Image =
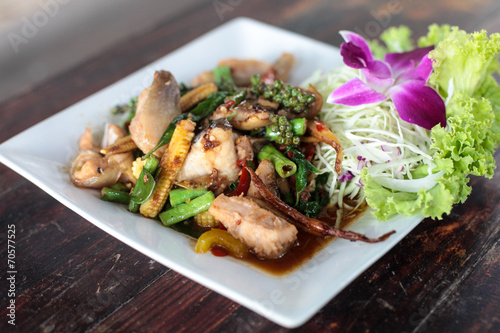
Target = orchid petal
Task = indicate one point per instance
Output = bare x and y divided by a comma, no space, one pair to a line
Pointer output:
379,69
418,104
353,56
359,41
377,83
355,92
421,72
406,60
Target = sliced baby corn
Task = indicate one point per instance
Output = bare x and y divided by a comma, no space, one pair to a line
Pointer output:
122,145
195,96
205,219
170,163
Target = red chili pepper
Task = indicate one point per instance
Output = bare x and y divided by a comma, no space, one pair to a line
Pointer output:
319,125
244,183
309,152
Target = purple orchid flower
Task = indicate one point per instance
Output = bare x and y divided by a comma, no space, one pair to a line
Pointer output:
401,77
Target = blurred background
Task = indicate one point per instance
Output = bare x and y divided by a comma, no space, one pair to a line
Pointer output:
42,38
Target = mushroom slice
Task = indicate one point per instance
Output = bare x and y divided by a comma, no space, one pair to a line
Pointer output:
91,169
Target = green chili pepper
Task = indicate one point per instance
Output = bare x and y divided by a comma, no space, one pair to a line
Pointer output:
303,169
184,211
223,79
145,183
181,195
284,167
143,188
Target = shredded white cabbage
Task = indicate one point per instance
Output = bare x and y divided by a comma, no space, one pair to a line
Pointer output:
372,136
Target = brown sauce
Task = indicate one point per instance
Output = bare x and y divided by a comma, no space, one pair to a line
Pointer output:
306,247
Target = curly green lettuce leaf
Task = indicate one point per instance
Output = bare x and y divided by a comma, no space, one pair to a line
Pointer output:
436,33
464,148
463,60
395,39
398,39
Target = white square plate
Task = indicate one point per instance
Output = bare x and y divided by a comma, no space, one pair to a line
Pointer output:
289,300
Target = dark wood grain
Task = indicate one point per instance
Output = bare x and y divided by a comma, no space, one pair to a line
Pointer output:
443,277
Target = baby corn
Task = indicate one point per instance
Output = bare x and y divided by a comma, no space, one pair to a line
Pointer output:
170,164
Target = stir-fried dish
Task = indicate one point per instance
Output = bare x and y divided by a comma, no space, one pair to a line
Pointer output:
226,159
248,164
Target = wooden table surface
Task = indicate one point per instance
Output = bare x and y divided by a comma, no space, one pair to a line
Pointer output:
443,277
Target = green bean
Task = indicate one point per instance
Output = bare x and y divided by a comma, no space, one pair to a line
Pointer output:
119,187
203,109
223,79
184,211
112,195
146,181
283,165
133,206
181,195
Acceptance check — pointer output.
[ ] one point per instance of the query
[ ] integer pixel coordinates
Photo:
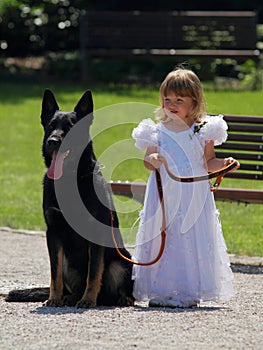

## Exercise
Rewrite all the entries above with every "chili" changed to "chile" and everything else unchanged, leaving out the pictures.

## Exercise output
Image =
Target = orchid petal
Task = indicate one point per instance
Output = bare x and y divided by a comma, no space, one pair to a line
Pointer output:
379,69
418,104
353,56
359,41
377,83
355,92
421,72
406,60
Target = sliced baby corn
Task = indicate one point per instance
Output = bare x and y divided by a comma, no space, one pair to a line
Pointer output:
122,145
195,96
205,219
170,163
Target = red chile pepper
Task = indicate one point per instance
Output = bare x and y divided by a comma, no space, one pair to a line
Pointer output:
319,125
244,183
309,152
Target = purple orchid flower
Task = indicate one point per instance
Output = bare x and y divided by a comma, no space, one pair to a line
Pointer output:
401,77
Target = blurred background
Task = indicate one point per instance
Output = bare x and y divided by a comma, no space, one pair to a line
Pointer output:
42,38
Target = mushroom slice
Task = indicate one point per instance
Output = bare x and y divided by a comma, no space, one pair to a line
Pointer output:
91,169
Target = green chile pepper
Task = indicate one point per instance
Output = bare x and y divided by a comma, no space, one pair to a line
Pointer output:
303,169
184,211
223,79
145,183
181,195
284,167
143,188
Target = shredded white cabbage
Task = indicate one point per instance
Output = bare x and y divided by a comma, no space, one pair to a line
Pointer output:
372,136
Target = brown sauce
Task = indicate one point per instance
Output = bare x and y divided by a comma, no space, one pair to a line
Pointer output:
306,247
Target = curly green lettuce leaf
Task = indicate one point per instance
Output = bare x and y divided by a comma, no space, one pair to a line
Pointer output:
436,33
464,148
463,60
395,39
398,39
Target = white square plate
Task = indicate one point per instance
Output = bare x and y divided by a comma, no space, one pair to a line
Pointer output:
289,300
Target = dark wood grain
Task = indicate one point per instance
Output = bare x and y divided by a comma, no space, one pair to a line
Pointer output:
443,277
Target = baby corn
Task = indicate one point per instance
Output = bare x and y divided by a comma, no space, one pair to a line
Pointer output:
170,164
Target = stir-fried dish
Task = indicate one point per instance
Output = bare x and y divided by a comma, no space, one pair to a line
Pointer output:
226,159
248,164
Target = wooden table surface
Task = indicate one point per instance
Output = bare x and y divided by a comma, no space, one pair to a line
Pointer output:
443,277
Target = green bean
Task = indicate one point per instance
Output = bare x and y divided by a comma, no space, one pair to a line
Pointer output:
119,187
203,109
223,79
184,211
112,195
146,181
283,165
133,206
181,195
Acceptance check — pointer output.
[ ] one point per instance of the query
[ ] integer pixel coordinates
Photo:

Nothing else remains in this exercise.